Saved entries
***

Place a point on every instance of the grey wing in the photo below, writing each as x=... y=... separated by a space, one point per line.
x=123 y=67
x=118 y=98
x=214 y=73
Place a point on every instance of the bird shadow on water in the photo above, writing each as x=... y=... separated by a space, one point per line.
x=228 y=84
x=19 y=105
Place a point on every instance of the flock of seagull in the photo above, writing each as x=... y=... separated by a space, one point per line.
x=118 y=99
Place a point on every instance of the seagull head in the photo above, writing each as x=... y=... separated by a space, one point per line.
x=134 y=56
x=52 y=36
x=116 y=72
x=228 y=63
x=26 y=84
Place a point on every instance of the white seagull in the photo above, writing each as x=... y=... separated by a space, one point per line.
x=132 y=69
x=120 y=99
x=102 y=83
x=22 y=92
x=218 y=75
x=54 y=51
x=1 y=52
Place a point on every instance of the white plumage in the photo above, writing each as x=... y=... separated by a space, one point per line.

***

WHAT NEEDS TO BE DONE
What you return should match every line above exactly.

TASK OUTPUT
Place a point on every instance of the grey wing in the photo below, writing each as x=... y=... separated by a space, one point per line.
x=123 y=67
x=118 y=98
x=214 y=73
Place a point on every instance of the bird shadow on water in the photo above, writing each as x=... y=... separated by a space, one point per line.
x=228 y=84
x=19 y=105
Place a point on every instance of the flock of seagull in the photo above, writing each as x=... y=... separated by a space, one point per line.
x=118 y=99
Place a point on every instance of the seagull head in the photo above, writing each as x=... y=... separated by a space, one point per line.
x=134 y=56
x=52 y=36
x=116 y=72
x=228 y=63
x=26 y=84
Place a point on every instance of the white seagull in the photo above, writing each as x=... y=... separated by a space, one point per line.
x=132 y=69
x=120 y=99
x=102 y=83
x=22 y=92
x=218 y=75
x=54 y=51
x=1 y=52
Place a point on every instance of the white plumage in the photo above, writing each as x=... y=... separated by a space, one point per line.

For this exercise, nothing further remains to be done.